# 练习题目:
把下面的所有行转换成编号列表，略去空行。

# 所给材料:
^^^^

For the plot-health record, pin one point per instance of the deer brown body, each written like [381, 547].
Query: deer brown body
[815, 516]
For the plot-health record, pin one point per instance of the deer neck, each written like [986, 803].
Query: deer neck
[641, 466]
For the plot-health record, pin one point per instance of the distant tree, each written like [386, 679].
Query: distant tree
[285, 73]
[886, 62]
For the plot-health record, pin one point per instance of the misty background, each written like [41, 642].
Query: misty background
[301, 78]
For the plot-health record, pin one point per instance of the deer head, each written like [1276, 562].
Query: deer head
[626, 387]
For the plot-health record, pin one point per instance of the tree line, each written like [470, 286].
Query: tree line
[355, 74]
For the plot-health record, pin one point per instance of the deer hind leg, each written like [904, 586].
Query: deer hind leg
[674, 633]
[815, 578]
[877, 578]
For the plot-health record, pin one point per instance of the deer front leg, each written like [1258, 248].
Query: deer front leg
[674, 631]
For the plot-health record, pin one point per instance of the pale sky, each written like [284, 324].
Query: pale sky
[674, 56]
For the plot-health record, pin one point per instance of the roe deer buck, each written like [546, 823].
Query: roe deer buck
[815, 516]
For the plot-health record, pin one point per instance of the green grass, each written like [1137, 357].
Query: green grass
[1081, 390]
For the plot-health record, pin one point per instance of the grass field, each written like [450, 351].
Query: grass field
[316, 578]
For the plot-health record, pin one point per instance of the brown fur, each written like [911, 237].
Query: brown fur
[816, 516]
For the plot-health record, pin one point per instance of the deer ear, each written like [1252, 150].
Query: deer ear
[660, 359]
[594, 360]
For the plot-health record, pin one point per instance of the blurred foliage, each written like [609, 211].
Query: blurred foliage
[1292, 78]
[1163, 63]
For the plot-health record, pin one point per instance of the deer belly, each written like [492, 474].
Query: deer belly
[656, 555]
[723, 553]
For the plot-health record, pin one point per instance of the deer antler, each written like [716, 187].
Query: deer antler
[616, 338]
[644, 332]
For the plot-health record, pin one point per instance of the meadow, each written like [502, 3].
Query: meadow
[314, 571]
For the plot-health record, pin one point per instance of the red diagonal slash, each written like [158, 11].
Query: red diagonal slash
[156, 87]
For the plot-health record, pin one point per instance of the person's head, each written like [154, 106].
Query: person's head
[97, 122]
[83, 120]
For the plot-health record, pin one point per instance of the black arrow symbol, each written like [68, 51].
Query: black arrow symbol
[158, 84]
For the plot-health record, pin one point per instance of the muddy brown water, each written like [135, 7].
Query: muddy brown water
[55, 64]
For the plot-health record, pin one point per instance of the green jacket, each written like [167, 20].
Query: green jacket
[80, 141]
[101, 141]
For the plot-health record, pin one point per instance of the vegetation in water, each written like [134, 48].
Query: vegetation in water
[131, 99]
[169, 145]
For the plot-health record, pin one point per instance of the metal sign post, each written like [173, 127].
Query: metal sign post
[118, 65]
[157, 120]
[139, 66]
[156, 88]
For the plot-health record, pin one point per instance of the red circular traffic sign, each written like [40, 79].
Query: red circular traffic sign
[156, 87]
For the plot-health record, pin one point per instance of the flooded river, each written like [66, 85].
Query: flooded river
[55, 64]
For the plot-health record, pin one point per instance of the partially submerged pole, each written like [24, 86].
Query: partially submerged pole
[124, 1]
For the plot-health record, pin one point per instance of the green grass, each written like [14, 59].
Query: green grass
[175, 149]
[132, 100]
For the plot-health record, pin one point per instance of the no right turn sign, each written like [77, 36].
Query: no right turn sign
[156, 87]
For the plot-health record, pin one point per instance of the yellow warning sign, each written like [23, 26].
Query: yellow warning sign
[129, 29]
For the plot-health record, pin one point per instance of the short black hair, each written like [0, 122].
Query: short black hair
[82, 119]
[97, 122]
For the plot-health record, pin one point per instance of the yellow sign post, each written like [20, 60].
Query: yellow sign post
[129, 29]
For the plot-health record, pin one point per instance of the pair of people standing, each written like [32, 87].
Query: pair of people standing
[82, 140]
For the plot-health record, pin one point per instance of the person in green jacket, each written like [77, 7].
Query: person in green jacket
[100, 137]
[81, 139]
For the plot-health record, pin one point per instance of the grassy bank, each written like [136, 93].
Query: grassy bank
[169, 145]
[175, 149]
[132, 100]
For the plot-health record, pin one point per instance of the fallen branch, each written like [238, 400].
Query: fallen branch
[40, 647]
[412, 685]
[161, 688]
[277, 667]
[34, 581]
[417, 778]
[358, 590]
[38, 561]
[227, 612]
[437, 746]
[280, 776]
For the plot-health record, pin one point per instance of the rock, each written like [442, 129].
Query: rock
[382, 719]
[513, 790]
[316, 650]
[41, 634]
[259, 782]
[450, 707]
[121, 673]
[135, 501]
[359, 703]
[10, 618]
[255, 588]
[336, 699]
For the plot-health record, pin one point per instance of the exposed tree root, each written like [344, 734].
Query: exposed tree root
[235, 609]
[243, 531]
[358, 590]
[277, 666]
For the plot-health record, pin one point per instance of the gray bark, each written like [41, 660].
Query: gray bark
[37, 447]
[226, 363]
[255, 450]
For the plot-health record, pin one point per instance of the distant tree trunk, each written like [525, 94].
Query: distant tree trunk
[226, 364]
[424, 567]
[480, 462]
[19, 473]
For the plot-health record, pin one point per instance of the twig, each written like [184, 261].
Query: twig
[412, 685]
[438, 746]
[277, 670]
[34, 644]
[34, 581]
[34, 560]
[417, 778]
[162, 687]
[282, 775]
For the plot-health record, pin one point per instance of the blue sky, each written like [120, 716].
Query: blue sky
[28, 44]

^^^^

# 练习结果:
1. For the plot-health record, pin one point per instance of the deer brown body, each written like [381, 547].
2. Query: deer brown body
3. [815, 516]
4. For the plot-health record, pin one point per instance of the deer neck, each written like [986, 803].
5. Query: deer neck
6. [641, 466]
7. For the plot-health record, pin one point per instance of the distant tree, each written like [386, 679].
8. Query: distant tree
9. [285, 73]
10. [886, 62]
11. For the plot-health record, pin one point per instance of the misty background, each written like [41, 642].
12. Query: misty background
13. [301, 78]
14. For the plot-health record, pin one point per instance of the deer head, each written like [1276, 562].
15. Query: deer head
16. [626, 387]
17. For the plot-health record, pin one point per instance of the tree line, each written like [470, 286].
18. Query: tree line
19. [355, 74]
20. For the plot-health record, pin one point per instance of the deer hind leg, each written like [904, 586].
21. Query: deer hind leg
22. [674, 633]
23. [815, 578]
24. [877, 578]
25. For the plot-health record, pin one point per instance of the deer front leg, each written like [1258, 248].
26. Query: deer front leg
27. [674, 631]
28. For the plot-health record, pin one point per instance of the pale sky, each written like [284, 324].
29. Query: pale sky
30. [674, 56]
31. For the plot-health record, pin one point per instance of the roe deer buck, each written like [546, 823].
32. Query: roe deer buck
33. [815, 516]
34. For the plot-health record, pin one point per instance of the green grass, each written like [1137, 357].
35. Query: green grass
36. [1081, 390]
37. For the plot-health record, pin one point per instance of the grass field, each written like [450, 351].
38. Query: grass field
39. [316, 578]
40. For the plot-health record, pin one point per instance of the brown fur, each written like [911, 237].
41. Query: brown fur
42. [816, 516]
43. For the plot-health record, pin one point per instance of the deer ear, each written like [1252, 150].
44. Query: deer ear
45. [660, 359]
46. [594, 360]
47. For the plot-health record, pin one point per instance of the blurred foliage, each written like [609, 211].
48. Query: blurred foliage
49. [1292, 78]
50. [1163, 63]
51. For the plot-health record, pin one point per instance of the deer belly, each written like [492, 474].
52. Query: deer belly
53. [656, 555]
54. [723, 553]
55. For the plot-health record, pin one point per instance of the deer antler, each written like [716, 187].
56. Query: deer antler
57. [616, 338]
58. [644, 332]
59. For the plot-health record, pin one point per instance of the meadow, each written like [502, 3].
60. Query: meadow
61. [314, 571]
62. For the plot-health record, pin one point per instance of the red diagonal slash, each written like [158, 11].
63. Query: red diagonal slash
64. [156, 87]
65. For the plot-health record, pin one point per instance of the person's head, each written like [154, 106].
66. Query: person's head
67. [97, 122]
68. [83, 120]
69. For the plot-health record, pin one point per instance of the black arrow symbol, each written like [68, 51].
70. Query: black arrow symbol
71. [158, 84]
72. For the plot-health record, pin one point per instance of the muddy brown water, each written like [135, 7].
73. Query: muddy brown water
74. [55, 64]
75. For the plot-health record, pin one point per instance of the green jacket, each written like [167, 20].
76. Query: green jacket
77. [80, 141]
78. [101, 141]
79. For the plot-health record, pin one point per instance of the vegetation in water, each written like [134, 48].
80. Query: vegetation in water
81. [131, 99]
82. [169, 145]
83. For the plot-health record, pin one point per instance of the metal sign post, each written like [173, 127].
84. Query: metal sign post
85. [118, 65]
86. [157, 120]
87. [139, 66]
88. [156, 88]
89. For the plot-health record, pin one point per instance of the red circular traffic sign, each written like [40, 79].
90. Query: red circular traffic sign
91. [156, 87]
92. For the plot-health record, pin one point per instance of the flooded river, each written like [66, 85].
93. Query: flooded river
94. [55, 64]
95. For the plot-health record, pin one point per instance of the partially submerged pole, each written like [24, 86].
96. Query: partially submerged pole
97. [124, 1]
98. For the plot-health record, pin one point per instance of the green grass, each written like [14, 59].
99. Query: green grass
100. [175, 149]
101. [132, 100]
102. For the plot-health record, pin one point per instance of the no right turn sign, each written like [77, 36].
103. Query: no right turn sign
104. [156, 87]
105. For the plot-health record, pin one point per instance of the yellow warning sign, each written like [23, 26].
106. Query: yellow warning sign
107. [129, 29]
108. For the plot-health record, pin one point per instance of the short black hair, each written like [0, 122].
109. Query: short black hair
110. [82, 119]
111. [97, 122]
112. For the plot-health record, pin one point per instance of the yellow sign post, each written like [20, 60].
113. Query: yellow sign post
114. [129, 29]
115. For the plot-health record, pin one point per instance of the pair of people standing, each written like [32, 87].
116. Query: pair of people standing
117. [82, 140]
118. For the plot-health record, pin one point per instance of the person in green jacket, each written like [77, 7].
119. Query: person in green jacket
120. [100, 137]
121. [81, 139]
122. For the plot-health record, pin one point per instance of the grassy bank, each written like [136, 93].
123. Query: grassy bank
124. [169, 145]
125. [175, 149]
126. [132, 100]
127. For the plot-health record, pin one point per instance of the fallen branch, each written like [238, 400].
128. Query: fallen branch
129. [40, 647]
130. [412, 685]
131. [161, 688]
132. [277, 667]
133. [34, 581]
134. [417, 778]
135. [358, 590]
136. [38, 561]
137. [227, 612]
138. [437, 746]
139. [280, 776]
140. For the plot-health record, pin one point per instance of the rock, each written like [442, 129].
141. Query: rock
142. [382, 719]
143. [513, 790]
144. [316, 650]
145. [41, 634]
146. [259, 782]
147. [450, 707]
148. [121, 673]
149. [135, 501]
150. [359, 703]
151. [10, 618]
152. [255, 588]
153. [336, 699]
154. For the plot-health record, pin one point per instance of the exposed tree root, each written like [344, 734].
155. Query: exposed tree root
156. [235, 609]
157. [243, 531]
158. [358, 590]
159. [277, 666]
160. For the plot-health record, pin one point per instance of the gray bark, each written like [41, 660].
161. Query: gray bark
162. [37, 447]
163. [226, 363]
164. [255, 450]
165. For the plot-health record, pin one point per instance of the distant tree trunk, each written like [525, 94].
166. Query: distant tree trunk
167. [226, 364]
168. [424, 567]
169. [480, 462]
170. [19, 473]
171. For the plot-health record, pin one point per instance of the twig, each written like [184, 261].
172. Query: twig
173. [412, 685]
174. [438, 746]
175. [277, 670]
176. [34, 644]
177. [34, 581]
178. [34, 560]
179. [417, 778]
180. [162, 687]
181. [282, 775]
182. For the plot-health record, pin one point per instance of the blue sky, each written like [120, 716].
183. Query: blue sky
184. [28, 44]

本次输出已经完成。